- **Assigned task**: Starting at the top line, return each entry word for word.

Dataset records Start Marker

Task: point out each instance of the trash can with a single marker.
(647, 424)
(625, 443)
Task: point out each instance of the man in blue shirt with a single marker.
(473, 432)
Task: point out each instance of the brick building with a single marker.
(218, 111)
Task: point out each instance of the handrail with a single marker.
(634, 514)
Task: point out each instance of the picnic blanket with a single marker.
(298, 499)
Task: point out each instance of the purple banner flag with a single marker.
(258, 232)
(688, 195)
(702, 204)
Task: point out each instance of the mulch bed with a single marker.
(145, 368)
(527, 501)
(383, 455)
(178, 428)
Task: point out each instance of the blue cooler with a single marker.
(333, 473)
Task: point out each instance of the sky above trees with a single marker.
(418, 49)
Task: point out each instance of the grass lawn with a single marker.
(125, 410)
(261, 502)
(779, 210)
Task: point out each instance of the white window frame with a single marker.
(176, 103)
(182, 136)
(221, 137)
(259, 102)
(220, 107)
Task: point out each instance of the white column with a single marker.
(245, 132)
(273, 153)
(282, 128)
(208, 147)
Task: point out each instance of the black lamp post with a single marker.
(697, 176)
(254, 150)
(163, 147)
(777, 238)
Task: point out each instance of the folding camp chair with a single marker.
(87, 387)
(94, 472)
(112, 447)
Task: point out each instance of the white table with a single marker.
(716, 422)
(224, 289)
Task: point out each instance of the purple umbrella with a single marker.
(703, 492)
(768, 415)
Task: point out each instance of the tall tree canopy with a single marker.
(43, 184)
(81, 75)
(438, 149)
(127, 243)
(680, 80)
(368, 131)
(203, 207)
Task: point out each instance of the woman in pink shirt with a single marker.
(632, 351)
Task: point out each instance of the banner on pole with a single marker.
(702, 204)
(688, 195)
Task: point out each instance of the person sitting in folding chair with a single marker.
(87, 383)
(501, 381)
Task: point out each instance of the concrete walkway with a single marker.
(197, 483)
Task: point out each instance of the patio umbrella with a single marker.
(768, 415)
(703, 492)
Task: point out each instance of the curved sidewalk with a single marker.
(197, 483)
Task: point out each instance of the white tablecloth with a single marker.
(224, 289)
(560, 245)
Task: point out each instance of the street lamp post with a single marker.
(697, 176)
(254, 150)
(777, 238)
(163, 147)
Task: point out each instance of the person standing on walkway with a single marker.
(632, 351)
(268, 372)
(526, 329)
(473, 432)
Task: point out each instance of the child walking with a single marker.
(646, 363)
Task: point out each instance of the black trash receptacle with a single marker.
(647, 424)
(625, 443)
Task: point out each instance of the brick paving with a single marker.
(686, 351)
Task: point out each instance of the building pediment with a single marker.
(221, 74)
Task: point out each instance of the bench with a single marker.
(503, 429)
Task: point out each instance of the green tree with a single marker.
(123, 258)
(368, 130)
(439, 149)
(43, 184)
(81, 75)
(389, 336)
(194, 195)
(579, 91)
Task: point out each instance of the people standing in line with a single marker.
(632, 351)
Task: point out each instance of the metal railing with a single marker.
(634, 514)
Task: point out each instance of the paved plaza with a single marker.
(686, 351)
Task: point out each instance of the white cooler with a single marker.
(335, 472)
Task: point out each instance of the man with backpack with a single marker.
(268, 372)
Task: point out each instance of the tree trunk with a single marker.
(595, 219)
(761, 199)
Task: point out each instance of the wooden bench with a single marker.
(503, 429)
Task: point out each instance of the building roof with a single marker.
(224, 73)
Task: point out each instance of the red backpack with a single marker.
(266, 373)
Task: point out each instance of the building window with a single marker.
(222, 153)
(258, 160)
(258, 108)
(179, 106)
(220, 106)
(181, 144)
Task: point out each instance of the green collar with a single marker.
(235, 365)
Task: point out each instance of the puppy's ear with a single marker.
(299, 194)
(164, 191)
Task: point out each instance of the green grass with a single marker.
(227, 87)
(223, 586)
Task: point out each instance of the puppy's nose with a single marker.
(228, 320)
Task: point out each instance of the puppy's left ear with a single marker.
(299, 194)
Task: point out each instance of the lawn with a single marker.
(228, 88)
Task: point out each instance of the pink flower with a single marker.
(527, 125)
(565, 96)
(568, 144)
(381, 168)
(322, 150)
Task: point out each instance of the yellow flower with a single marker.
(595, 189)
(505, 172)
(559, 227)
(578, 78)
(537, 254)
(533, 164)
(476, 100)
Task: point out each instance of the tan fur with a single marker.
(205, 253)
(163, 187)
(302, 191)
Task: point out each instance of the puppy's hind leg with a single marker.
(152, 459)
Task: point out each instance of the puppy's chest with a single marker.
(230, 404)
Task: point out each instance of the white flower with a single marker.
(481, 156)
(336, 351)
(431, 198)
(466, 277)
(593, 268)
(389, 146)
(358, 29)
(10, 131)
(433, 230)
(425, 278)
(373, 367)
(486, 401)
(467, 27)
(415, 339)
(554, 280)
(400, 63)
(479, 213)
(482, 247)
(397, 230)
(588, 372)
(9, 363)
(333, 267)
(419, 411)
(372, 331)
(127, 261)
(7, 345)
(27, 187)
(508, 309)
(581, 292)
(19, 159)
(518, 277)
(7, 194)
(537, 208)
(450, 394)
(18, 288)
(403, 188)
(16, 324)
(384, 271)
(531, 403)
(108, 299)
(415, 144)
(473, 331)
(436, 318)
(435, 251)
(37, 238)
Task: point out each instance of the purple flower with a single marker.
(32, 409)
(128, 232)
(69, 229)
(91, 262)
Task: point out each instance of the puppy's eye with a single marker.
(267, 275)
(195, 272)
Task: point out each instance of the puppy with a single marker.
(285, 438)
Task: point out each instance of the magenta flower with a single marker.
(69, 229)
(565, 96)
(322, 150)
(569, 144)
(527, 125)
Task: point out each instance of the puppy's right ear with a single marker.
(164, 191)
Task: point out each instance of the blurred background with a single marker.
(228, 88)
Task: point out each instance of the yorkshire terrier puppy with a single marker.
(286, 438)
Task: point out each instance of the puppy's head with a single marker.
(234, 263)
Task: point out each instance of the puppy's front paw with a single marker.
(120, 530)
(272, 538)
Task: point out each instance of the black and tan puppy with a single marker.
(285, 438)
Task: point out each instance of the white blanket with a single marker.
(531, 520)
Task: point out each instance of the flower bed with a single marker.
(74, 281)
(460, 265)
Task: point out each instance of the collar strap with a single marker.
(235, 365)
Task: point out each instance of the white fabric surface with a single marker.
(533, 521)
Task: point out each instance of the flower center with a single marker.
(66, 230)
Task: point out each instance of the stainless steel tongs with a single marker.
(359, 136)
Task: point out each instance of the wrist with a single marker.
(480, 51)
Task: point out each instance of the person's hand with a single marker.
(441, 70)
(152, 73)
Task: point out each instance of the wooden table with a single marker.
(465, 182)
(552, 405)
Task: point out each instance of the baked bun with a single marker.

Dataset records End Marker

- **Exercise output**:
Task: point out each instance of the trash can with a single marker.
(647, 424)
(625, 443)
Task: point out each instance of the man in blue shirt with a single marker.
(473, 432)
Task: point out each instance of the brick building with a single marker.
(218, 111)
Task: point out each instance of the handrail with a single marker.
(634, 514)
Task: point out each instance of the picnic blanket with a single marker.
(298, 499)
Task: point out each instance of the purple banner flag with a single marker.
(258, 232)
(688, 195)
(702, 204)
Task: point out each instance of the mulch bed with a single marker.
(145, 368)
(527, 501)
(383, 455)
(178, 428)
Task: point out each instance of the blue cooler with a single marker.
(333, 473)
Task: point out each instance of the sky above trees with a single marker.
(418, 49)
Task: point out each instance of the grass lawn with a single marker.
(125, 410)
(261, 502)
(779, 210)
Task: point out each instance of the white window frame with a single marker.
(176, 103)
(182, 136)
(221, 137)
(259, 102)
(220, 107)
Task: point out each instance of the white column with a single marker.
(245, 132)
(273, 153)
(282, 128)
(208, 147)
Task: point out each instance of the black lamp post with a single marker.
(697, 176)
(254, 150)
(163, 147)
(777, 238)
Task: point out each instance of the folding camp chair with a single marker.
(87, 387)
(94, 472)
(112, 447)
Task: point out each instance of the white table with a single marker.
(716, 422)
(224, 289)
Task: point out each instance of the purple umbrella with a single marker.
(703, 492)
(768, 415)
Task: point out each instance of the tall tree canopy with a single marker.
(43, 184)
(81, 75)
(438, 149)
(127, 243)
(680, 80)
(368, 131)
(203, 207)
Task: point out each instance of the woman in pink shirt with a single marker.
(632, 351)
Task: point out each instance of the banner on pole with a single marker.
(702, 204)
(688, 195)
Task: point out each instance of the person sitting in folding chair with a single marker.
(87, 383)
(501, 381)
Task: point out each instance of the concrete walkway with a single marker.
(197, 483)
Task: point out each instance of the patio umbrella with a single marker.
(768, 415)
(703, 492)
Task: point out each instance of the curved sidewalk with a single marker.
(197, 483)
Task: point out each instance of the white tablecloth with a single marker.
(224, 289)
(560, 245)
Task: point out each instance of the street lamp post with a single marker.
(697, 176)
(254, 150)
(777, 238)
(163, 147)
Task: point out each instance of the person standing on walkway with a single marker.
(632, 351)
(268, 372)
(526, 329)
(473, 432)
Task: point out each instance of the child walking with a single marker.
(646, 363)
Task: point out each instance of the black trash receptacle with a single marker.
(647, 424)
(625, 443)
Task: point out each instance of the brick paving with a single marker.
(686, 351)
Task: point out each instance of the building pediment with a single marker.
(221, 74)
Task: point out each instance of the bench with a single marker.
(503, 429)
Task: point out each instance of the green tree with a single marker.
(123, 258)
(368, 130)
(439, 149)
(43, 184)
(81, 75)
(389, 336)
(194, 195)
(579, 91)
Task: point out each instance of the people standing in line with a single marker.
(632, 351)
Task: point out each instance of the metal railing with a single marker.
(634, 514)
Task: point out each instance of the paved plaza with a single marker.
(686, 351)
Task: point out each instance of the white cooler with a single marker.
(335, 472)
Task: point out each instance of the man with backpack with a single marker.
(268, 372)
Task: point out each instance of the tree trunk with a single marker.
(595, 219)
(761, 199)
Task: point out each instance of the wooden bench with a single marker.
(503, 429)
Task: point out each instance of the building roof with a single marker.
(224, 73)
Task: point out each instance of the red backpack with a single marker.
(266, 373)
Task: point out each instance of the building window with a single marker.
(222, 153)
(258, 160)
(258, 108)
(179, 106)
(220, 106)
(181, 144)
Task: point out each instance of the green collar with a single marker.
(235, 365)
Task: point out each instance of the puppy's ear with a single marker.
(299, 194)
(164, 191)
Task: point out each instance of the green grass with a single marker.
(227, 87)
(223, 586)
Task: point out each instance of the puppy's nose with a single marker.
(228, 320)
Task: point out each instance of the puppy's left ear with a single marker.
(299, 194)
Task: point out each instance of the lawn with a single marker.
(228, 88)
Task: point out each instance of the pink flower with a single marker.
(527, 125)
(565, 96)
(568, 144)
(381, 168)
(322, 150)
Task: point out each instance of the yellow flower with a single marker.
(595, 189)
(505, 172)
(559, 227)
(578, 78)
(537, 254)
(533, 164)
(476, 100)
Task: point out each instance of the tan fur with a single marker.
(205, 253)
(163, 187)
(302, 191)
Task: point out each instance of the puppy's hind leg with a single marker.
(152, 459)
Task: point out each instance of the puppy's chest with a single marker.
(230, 404)
Task: point out each instance of the white flower with a single marker.
(481, 156)
(336, 351)
(431, 198)
(466, 277)
(593, 268)
(389, 146)
(358, 29)
(10, 131)
(433, 230)
(425, 278)
(373, 367)
(486, 401)
(467, 27)
(415, 339)
(554, 280)
(400, 63)
(479, 213)
(482, 247)
(397, 230)
(588, 372)
(9, 363)
(333, 267)
(419, 411)
(372, 331)
(127, 261)
(7, 345)
(27, 187)
(508, 309)
(581, 292)
(19, 159)
(518, 277)
(7, 194)
(537, 208)
(450, 394)
(18, 288)
(403, 188)
(16, 324)
(384, 271)
(531, 403)
(108, 299)
(415, 144)
(473, 331)
(436, 318)
(435, 251)
(37, 238)
Task: point out each instance of the purple flower with a single marker.
(32, 409)
(128, 232)
(69, 229)
(91, 262)
Task: point out each instance of the puppy's eye with a single marker.
(267, 275)
(195, 272)
Task: point out each instance of the puppy with a single marker.
(285, 438)
Task: point out each instance of the magenta flower with a single marker.
(69, 229)
(565, 96)
(322, 150)
(569, 144)
(527, 125)
Task: point out each instance of the puppy's right ear with a single marker.
(164, 191)
Task: point out each instance of the blurred background with a single marker.
(228, 88)
Task: point out each instance of the yorkshire terrier puppy with a single marker.
(286, 438)
Task: point out each instance of the puppy's head with a single marker.
(234, 263)
Task: point out each instance of the puppy's front paw with a single marker.
(120, 530)
(272, 538)
Task: point out each instance of the black and tan puppy with a single marker.
(285, 438)
Task: point out each instance of the white blanket with a single marker.
(531, 520)
Task: point out each instance of the flower bed with a single marker.
(74, 281)
(460, 265)
Task: point out each instance of the collar strap with a single marker.
(235, 365)
Task: point out each instance of the white fabric surface with a single marker.
(533, 521)
Task: point out each instance of the flower center with a single marker.
(66, 230)
Task: point out each instance of the stainless steel tongs with a single marker.
(359, 136)
Task: point out each instance of the wrist with a single marker.
(480, 51)
Task: point out each instance of the person's hand with a single marker.
(441, 70)
(152, 73)
Task: point out each instance of the wooden table with a single marker.
(465, 182)
(552, 405)
Task: point out each instance of the baked bun with a single marker.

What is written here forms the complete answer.